>> Begin AVAILABLE DATA
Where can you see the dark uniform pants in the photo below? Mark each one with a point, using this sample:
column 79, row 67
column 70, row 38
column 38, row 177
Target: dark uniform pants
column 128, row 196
>> End AVAILABLE DATA
- _TASK TO CARRY OUT_
Rewrite the listing above, changing every "pants" to "trousers" and leaving everything else as it is.

- _FULL RESPONSE_
Where can you see the dark uniform trousers in the photo below? Mark each one with a point, using this sample:
column 79, row 67
column 70, row 38
column 38, row 177
Target: dark uniform trousers
column 128, row 196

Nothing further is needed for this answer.